According to the text on ARA Murature, in what year was the ship commissioned?

● **SELECTED TEXT**
........

General characteristics
- Class & type: Murature class patrol boat
- Displacement: 1,032 tons
- Length: 78.41 m (257.3 ft)
- Beam: 9 m (30 ft)
- Draught: 4.14 m (13.6 ft)
- Propulsion: 2 × Werkspoor Diesel
- Speed: 18 knots (33 km/h)
- Complement: 130
- Sensors & processing systems: Decca TM-1226 radar
- Armament: 3 × 105mm L45 Bofors DP; 4 × 40mm AA Bofors; 5 × 12,7mm machine guns;

= ARA Murature (P-20) =

Argentine Navy warship

Murature was a 900-ton World War II era Argentine Navy warship, originally classified as minelayer and later as patrol boat. The vessel was named after José Luis Murature, Foreign Minister of Argentina from 1916 to 1918.

== History ==
Murature was laid down in 1944 and commissioned in 1945. She took part of the 1955 rising against Juan Domingo Perón's government known as Revolución Libertadora, when she shot down a government Avro Lincoln bomber over the Rio de la Plata during the evacuation of the rebel naval base at Río Santiago.

........

● **LISTED ENTRIES**
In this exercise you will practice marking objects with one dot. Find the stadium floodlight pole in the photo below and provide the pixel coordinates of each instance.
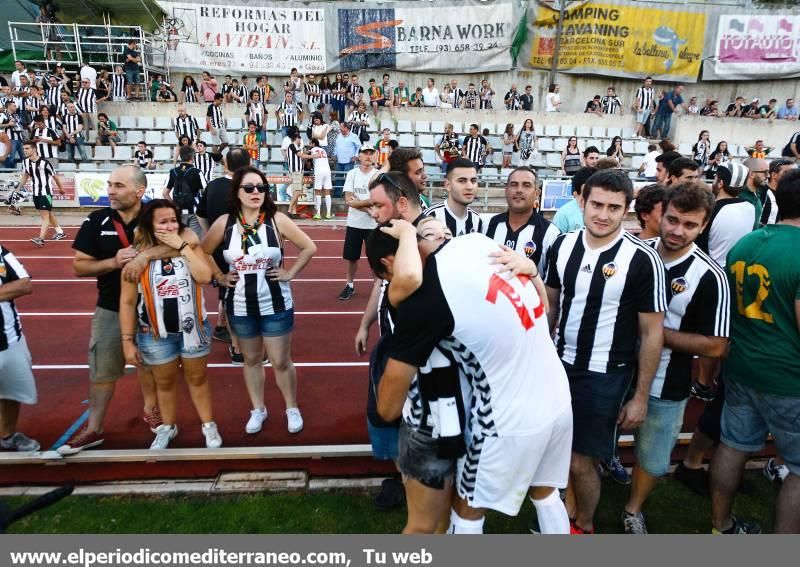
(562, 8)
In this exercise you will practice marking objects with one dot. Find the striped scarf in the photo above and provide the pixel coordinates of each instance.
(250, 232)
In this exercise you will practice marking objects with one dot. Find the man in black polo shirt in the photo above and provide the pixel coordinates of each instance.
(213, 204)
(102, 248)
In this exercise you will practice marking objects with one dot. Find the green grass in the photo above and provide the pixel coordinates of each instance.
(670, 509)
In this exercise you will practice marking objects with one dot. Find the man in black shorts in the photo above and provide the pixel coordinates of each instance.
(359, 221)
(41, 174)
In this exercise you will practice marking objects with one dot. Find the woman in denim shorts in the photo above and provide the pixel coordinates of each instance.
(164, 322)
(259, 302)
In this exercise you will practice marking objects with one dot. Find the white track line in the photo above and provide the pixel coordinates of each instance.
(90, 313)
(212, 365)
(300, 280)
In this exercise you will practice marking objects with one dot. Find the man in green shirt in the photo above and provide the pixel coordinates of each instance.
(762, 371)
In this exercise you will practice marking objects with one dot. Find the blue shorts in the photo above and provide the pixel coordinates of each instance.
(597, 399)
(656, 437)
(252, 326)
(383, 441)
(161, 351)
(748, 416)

........

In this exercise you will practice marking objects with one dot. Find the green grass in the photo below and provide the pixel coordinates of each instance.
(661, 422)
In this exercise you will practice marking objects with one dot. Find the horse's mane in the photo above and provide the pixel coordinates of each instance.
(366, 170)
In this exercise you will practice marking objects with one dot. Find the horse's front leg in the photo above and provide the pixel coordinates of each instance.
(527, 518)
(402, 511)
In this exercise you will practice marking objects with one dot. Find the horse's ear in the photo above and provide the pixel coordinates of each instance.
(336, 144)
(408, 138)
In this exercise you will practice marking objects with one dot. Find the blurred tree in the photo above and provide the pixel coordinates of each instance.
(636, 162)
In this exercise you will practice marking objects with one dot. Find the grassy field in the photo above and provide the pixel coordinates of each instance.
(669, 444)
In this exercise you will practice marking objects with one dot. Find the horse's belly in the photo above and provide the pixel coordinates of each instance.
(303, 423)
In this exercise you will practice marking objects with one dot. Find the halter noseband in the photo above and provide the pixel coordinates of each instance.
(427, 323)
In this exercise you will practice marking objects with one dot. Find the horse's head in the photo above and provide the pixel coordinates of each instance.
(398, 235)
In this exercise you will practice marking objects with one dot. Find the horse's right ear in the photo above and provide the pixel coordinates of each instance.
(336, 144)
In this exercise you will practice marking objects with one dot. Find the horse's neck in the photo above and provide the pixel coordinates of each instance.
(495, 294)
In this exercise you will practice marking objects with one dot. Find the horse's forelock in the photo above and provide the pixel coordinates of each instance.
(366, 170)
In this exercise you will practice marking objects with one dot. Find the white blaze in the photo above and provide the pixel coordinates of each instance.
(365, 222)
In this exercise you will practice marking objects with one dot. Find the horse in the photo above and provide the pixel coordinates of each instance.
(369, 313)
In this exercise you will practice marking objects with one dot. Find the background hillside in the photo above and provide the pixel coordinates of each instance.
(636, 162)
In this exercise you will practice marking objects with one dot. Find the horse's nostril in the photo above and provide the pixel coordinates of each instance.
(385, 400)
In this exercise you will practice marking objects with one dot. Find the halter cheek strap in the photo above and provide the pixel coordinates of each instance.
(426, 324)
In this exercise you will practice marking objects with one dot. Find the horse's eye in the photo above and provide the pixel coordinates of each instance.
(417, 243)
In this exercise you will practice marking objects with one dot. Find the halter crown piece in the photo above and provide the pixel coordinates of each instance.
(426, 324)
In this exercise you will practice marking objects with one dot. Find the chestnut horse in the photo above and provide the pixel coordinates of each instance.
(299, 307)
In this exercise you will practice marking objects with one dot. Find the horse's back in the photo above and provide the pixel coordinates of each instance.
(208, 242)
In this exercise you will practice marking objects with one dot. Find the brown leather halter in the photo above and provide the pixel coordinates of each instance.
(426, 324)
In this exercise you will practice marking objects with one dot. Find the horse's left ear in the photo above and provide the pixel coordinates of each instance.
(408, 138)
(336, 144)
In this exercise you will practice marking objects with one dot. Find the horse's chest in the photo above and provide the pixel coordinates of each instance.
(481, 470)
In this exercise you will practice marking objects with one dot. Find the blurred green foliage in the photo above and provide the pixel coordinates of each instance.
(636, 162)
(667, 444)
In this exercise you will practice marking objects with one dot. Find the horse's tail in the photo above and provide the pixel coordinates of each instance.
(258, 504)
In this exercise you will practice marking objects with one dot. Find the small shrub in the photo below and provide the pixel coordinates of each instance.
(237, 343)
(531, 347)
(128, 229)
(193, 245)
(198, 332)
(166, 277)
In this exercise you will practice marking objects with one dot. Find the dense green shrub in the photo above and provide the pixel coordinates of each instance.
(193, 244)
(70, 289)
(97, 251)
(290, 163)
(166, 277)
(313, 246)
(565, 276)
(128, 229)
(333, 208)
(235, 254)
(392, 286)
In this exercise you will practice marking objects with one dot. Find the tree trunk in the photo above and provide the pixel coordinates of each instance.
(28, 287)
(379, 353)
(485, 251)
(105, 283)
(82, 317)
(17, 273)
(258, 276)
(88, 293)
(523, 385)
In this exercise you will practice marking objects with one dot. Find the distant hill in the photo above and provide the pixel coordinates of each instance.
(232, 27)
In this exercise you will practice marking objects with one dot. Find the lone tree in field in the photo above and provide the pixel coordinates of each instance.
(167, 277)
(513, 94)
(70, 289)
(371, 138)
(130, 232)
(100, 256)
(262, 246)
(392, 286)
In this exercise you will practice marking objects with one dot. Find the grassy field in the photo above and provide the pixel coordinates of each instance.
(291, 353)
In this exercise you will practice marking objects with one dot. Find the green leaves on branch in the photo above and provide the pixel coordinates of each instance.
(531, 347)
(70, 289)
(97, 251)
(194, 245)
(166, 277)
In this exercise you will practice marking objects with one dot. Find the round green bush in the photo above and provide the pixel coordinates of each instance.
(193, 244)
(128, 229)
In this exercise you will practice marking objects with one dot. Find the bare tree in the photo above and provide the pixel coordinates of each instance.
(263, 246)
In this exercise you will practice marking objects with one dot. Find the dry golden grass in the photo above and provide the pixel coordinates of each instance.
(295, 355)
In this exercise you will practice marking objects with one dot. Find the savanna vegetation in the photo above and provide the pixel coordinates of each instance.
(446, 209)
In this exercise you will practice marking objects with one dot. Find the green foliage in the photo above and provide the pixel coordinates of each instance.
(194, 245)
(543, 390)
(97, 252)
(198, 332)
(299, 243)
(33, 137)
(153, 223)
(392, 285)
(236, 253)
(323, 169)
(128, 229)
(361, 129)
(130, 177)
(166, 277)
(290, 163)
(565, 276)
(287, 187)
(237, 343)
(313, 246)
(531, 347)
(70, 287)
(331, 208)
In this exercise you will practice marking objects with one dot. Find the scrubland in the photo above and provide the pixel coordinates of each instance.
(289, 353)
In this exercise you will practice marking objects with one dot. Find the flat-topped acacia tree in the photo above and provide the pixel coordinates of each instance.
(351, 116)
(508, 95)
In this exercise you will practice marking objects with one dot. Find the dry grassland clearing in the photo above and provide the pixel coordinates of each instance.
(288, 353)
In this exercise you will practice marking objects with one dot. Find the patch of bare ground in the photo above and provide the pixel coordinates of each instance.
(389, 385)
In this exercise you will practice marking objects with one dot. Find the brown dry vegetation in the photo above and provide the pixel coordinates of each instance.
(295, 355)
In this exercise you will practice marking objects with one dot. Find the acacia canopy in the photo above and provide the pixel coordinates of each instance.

........

● **EXPECTED ANSWER**
1945